> **What is required**
Restate the whole of the material. Keep every word, and drop the pictures.

[Image point annotation entries]
________
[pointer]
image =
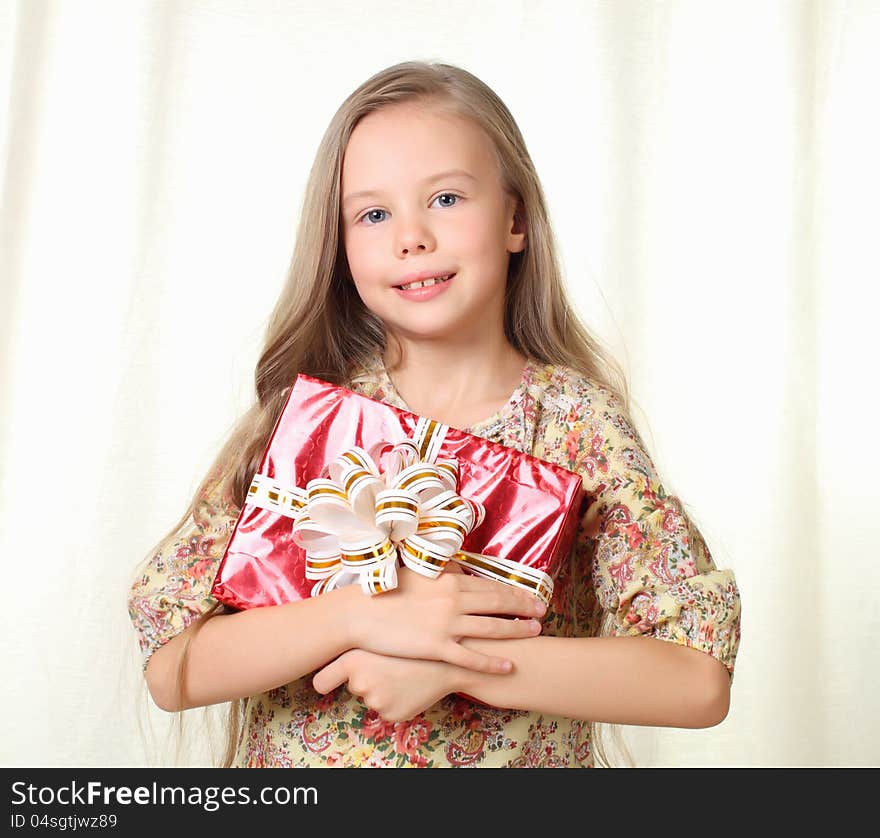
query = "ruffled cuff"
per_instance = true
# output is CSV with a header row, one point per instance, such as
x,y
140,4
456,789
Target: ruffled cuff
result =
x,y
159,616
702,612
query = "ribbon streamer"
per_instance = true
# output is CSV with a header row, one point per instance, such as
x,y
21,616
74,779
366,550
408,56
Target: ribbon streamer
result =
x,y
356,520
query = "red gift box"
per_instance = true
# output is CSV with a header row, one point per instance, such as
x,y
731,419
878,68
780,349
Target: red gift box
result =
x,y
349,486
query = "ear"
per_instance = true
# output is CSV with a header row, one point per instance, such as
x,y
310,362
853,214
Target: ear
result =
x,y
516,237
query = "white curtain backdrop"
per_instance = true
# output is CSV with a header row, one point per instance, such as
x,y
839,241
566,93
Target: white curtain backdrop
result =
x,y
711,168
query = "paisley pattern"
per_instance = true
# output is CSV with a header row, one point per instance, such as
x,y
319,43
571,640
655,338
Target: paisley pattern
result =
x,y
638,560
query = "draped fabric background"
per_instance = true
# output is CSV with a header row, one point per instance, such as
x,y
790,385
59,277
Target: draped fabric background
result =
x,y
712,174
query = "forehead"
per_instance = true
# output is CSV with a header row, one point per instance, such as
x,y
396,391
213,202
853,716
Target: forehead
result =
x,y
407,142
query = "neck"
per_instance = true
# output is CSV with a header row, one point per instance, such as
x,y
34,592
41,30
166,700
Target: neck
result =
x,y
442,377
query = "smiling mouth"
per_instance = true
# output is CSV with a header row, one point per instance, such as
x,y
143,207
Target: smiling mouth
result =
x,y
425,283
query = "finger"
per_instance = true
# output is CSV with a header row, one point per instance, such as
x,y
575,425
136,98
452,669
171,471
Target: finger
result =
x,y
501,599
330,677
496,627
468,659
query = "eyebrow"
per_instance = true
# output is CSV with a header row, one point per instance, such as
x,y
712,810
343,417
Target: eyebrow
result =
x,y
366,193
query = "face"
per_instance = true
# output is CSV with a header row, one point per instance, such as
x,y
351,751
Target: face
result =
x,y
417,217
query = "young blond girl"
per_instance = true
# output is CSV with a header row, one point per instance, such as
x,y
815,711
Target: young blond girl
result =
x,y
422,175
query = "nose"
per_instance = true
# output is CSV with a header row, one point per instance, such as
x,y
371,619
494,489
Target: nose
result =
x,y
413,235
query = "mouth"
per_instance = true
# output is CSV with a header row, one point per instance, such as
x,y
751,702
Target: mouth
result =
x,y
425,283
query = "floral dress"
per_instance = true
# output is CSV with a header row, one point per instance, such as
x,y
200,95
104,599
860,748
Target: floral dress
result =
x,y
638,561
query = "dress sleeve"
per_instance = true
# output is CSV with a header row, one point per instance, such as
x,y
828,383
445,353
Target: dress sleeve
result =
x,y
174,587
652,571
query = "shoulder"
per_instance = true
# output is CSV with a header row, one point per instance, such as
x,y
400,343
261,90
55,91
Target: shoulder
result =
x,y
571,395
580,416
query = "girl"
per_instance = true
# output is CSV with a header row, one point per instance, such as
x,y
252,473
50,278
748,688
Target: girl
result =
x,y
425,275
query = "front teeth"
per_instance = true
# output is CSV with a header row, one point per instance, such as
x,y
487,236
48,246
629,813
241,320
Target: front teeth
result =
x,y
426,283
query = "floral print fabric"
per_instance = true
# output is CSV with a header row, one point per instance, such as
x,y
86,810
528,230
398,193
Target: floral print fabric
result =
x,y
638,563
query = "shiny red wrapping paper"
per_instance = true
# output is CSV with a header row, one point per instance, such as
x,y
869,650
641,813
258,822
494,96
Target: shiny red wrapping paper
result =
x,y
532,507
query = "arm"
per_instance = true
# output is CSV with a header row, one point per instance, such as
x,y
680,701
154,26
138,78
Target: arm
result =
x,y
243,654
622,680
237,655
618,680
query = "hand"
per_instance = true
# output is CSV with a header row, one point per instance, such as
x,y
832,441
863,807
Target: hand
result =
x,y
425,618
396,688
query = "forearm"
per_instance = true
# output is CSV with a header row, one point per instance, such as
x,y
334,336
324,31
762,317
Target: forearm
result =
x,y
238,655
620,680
________
> **Task response**
[pointer]
image =
query = "ruffled cuff"
per_instance = true
# output is CSV with a header row, one point per instance, such as
x,y
140,4
456,789
Target: ruffled cuff
result =
x,y
159,616
702,612
query = "ribbon streamer"
per_instance = true
# output is CSV with a header row, one point per instance, such as
x,y
21,616
74,779
366,550
408,56
Target: ribbon streamer
result =
x,y
356,520
query = "red gift box"
per_instance = true
# output is CSV with a header row, one point per instance, such as
x,y
731,419
878,68
780,349
Target: red gift box
result =
x,y
349,486
query = "ear"
per_instance = true
# output is CSV with a header row, one point per instance, such as
x,y
310,362
853,214
Target: ear
result =
x,y
516,237
query = "white curtain backdrop"
per_instance = true
# output is CSV with a header row, one point per instance, such as
x,y
839,241
566,93
Target: white curtain backdrop
result =
x,y
711,168
query = "paisley pattern"
per_instance = true
# output is CSV with a header row, one point per instance, such as
x,y
319,43
571,640
655,338
Target: paisley pattern
result =
x,y
638,560
query = "draped fabric background"
per_instance = true
# output is CSV with a header row, one point per instance, such as
x,y
790,385
59,277
Target: draped fabric background
result =
x,y
712,174
query = "forehead"
per_instance = true
# output is CSV with a header row, one point per instance, such as
x,y
396,391
213,202
853,716
Target: forehead
result =
x,y
407,142
query = "neck"
per_instance = true
# output is CSV with a header row, one point per instance, such as
x,y
34,592
41,30
166,700
Target: neck
result =
x,y
442,377
query = "smiling mouth"
per_instance = true
# output is CSV with a header row, one point per instance, such as
x,y
143,207
Target: smiling mouth
result =
x,y
425,283
query = "finger"
per_instance = true
# output is CSV with a header row, one point per instance, such as
x,y
575,425
136,98
452,669
171,471
Target: finger
result =
x,y
501,599
330,677
496,627
468,659
query = "eyebrow"
per_instance = true
# output is CSV with a header row, one point per instance, such as
x,y
712,810
343,417
Target: eyebrow
result =
x,y
366,193
query = "face"
per_instance = true
# output is CSV with a header row, one point per instance, such as
x,y
351,751
Target: face
result =
x,y
417,217
query = "young blond girl"
per_instance = true
# output is CSV with a header row, one point per instance, such as
x,y
815,711
Target: young blond girl
result =
x,y
422,175
query = "nose"
per_instance = true
# output is CSV with a header row, one point per instance, such as
x,y
371,619
494,489
Target: nose
result =
x,y
413,235
query = "mouth"
per_instance = true
# output is CSV with a header row, one point per instance, such as
x,y
751,702
Target: mouth
result =
x,y
425,283
query = "floral dress"
per_instance = true
# output is CSV with a header row, one point per instance, such as
x,y
200,95
104,599
860,748
Target: floral dress
result =
x,y
638,561
query = "dress sleeve"
per_instance = true
# output is CSV with a header row, one point per instance, such as
x,y
828,383
445,353
Target: dress sleeve
result =
x,y
174,587
652,571
query = "shoulder"
per_instance = true
# output is CSV with a header row, one point per instance, such as
x,y
400,343
261,90
55,91
Target: shoulder
result =
x,y
571,395
580,416
query = "girl"
per_instance = true
# output is CSV with a header row, one point per instance, such as
x,y
252,473
50,278
748,688
Target: girl
result =
x,y
425,275
query = "front teeth"
per_instance = true
# output is CSV with a header row, one point per instance, such as
x,y
487,236
48,246
629,813
241,320
Target: front teeth
result =
x,y
426,283
query = "floral print fabric"
per_instance = true
# output is CSV with a header row, one point per instance, such as
x,y
86,810
528,230
398,193
Target: floral print fabric
result =
x,y
638,563
query = "shiny red wrapping paper"
per_instance = true
# output is CSV with a header row, one point per instance, such as
x,y
869,650
641,813
258,822
494,96
Target: shiny red wrapping paper
result =
x,y
532,507
query = "arm"
per_instance = true
# output is CSV with a header row, one point per instance, such as
x,y
680,701
154,26
138,78
Target: arm
result =
x,y
243,654
622,680
237,655
618,680
query = "hand"
per_instance = true
# output is CSV with a header row, one point per instance, such as
x,y
832,441
863,807
Target: hand
result =
x,y
425,618
396,688
query = "forearm"
per_instance = true
# output is CSV with a header row, one point per instance, such as
x,y
334,336
324,31
762,317
Target: forearm
result =
x,y
238,655
620,680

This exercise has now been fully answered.